◆ Given text ◆

■ ■ ■

# Legal question about separation in ME



## Escondi (Mar 12, 2014)

My husband and I lived in Maine until I left several years ago; he's still there. I am trying to decide whether to pursue a divorce or a legal separation. I've found a helpful do-it-yourself divorce packet for Maine, but nothing about how to file for legal separation. I called the county court and was told that I should consult an attorney because the separation agreement and the petition for judicial separation required specific legal language. 
I don't have much money but my spouse and I are intelligent, well educated and willing to separate or divorce without taking each other to court over financial settlements, and the kids are grown; I think we could handle this without attorneys if I could just find the necessary legal language for the petition. (I've seen the separation agreement forms on RocketLawyer...) I just can't seem to find that language online. Any advice would be greatly appreciated.


----------



## Malpheous (May 3, 2013)

State of Maine Judicial Branch: Divorce Without Children

Maine Divorce: Key Facts | Nolo.com


----------



## Escondi (Mar 12, 2014)

Thank you for the links. I've already found useful information on divorce without children; my difficulty is in finding information about legal separation without children.


----------



## wilderness (Jan 9, 2013)

Stay married.


----------



## Malpheous (May 3, 2013)

I was in a rush when I put those up there. My point was that if you're contemplating separation in a no-fault state, with no children, already living separate; file divorce. Separation would not serve any purpose for you.

Although, if you left several years ago, you may be better to file in your current state. You could go by the county courthouse and discuss it with a legal clerk in the family court area. They'd be able to help you decide if they have jurisdiction and compare any pros and cons between the states.


----------

■ ■ ■

◆ Listing ◆
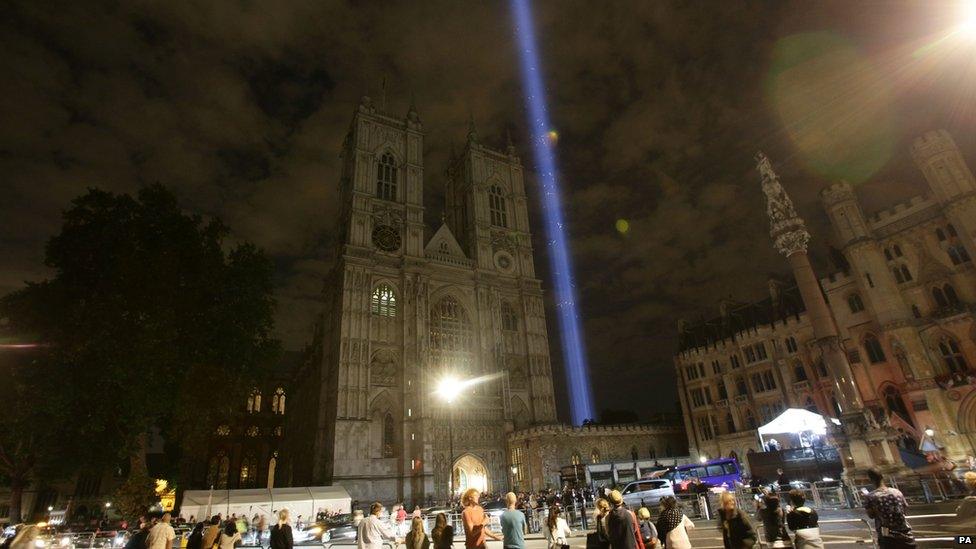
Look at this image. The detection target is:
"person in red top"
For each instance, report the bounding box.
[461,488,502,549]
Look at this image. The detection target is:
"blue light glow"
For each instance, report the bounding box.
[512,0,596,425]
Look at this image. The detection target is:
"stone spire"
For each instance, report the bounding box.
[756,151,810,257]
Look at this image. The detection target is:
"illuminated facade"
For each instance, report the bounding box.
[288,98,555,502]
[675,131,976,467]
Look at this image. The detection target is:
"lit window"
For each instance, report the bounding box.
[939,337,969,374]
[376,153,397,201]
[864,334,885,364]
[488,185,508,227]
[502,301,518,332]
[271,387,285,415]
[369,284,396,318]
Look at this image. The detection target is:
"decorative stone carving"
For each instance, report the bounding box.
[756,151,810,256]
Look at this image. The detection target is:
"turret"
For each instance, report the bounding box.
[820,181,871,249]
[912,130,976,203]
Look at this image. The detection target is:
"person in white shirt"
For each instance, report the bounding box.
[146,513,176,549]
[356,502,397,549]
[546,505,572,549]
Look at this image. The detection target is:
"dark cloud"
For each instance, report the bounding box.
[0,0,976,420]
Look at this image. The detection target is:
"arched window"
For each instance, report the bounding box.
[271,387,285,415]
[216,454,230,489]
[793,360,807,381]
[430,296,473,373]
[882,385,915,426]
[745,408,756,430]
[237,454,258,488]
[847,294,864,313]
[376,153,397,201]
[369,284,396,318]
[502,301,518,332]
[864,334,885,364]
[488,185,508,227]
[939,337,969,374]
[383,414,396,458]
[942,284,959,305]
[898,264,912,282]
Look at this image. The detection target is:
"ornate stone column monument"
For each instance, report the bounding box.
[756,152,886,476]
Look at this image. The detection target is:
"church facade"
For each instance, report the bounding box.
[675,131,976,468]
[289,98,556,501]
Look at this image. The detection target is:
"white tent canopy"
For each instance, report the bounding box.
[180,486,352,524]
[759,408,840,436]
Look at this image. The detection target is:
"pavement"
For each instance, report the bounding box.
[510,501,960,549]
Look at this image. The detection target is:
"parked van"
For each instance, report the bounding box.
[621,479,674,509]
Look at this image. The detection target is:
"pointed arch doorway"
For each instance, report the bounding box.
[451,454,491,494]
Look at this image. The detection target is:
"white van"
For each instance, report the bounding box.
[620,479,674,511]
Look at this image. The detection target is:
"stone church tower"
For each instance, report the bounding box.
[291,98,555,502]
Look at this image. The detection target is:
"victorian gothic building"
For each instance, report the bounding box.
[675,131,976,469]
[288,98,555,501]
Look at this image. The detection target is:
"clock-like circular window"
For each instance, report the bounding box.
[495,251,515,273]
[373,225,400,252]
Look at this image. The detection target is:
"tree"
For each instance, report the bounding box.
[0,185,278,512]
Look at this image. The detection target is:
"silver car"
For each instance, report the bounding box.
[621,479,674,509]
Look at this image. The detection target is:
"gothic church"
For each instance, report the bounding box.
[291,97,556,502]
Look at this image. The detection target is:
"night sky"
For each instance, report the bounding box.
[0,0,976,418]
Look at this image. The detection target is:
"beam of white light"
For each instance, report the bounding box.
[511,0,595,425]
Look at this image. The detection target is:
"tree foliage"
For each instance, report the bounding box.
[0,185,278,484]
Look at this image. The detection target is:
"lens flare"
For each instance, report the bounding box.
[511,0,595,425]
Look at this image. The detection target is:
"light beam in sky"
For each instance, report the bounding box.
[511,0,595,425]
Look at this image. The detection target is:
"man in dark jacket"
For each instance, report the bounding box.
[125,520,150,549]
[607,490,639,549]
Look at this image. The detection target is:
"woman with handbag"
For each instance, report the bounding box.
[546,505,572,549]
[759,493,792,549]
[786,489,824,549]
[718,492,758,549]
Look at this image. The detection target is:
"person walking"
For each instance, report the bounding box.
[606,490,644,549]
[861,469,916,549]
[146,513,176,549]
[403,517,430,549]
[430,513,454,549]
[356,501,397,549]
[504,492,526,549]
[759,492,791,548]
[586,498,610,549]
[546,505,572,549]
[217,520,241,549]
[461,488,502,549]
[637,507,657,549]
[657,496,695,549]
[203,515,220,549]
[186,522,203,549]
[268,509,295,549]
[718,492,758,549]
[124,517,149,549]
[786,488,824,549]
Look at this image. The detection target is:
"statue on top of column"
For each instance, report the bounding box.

■ ■ ■

Give each distinct username that posts in the forum thread on legal separation in Maine, listing each name once.

Escondi, Malpheous, wilderness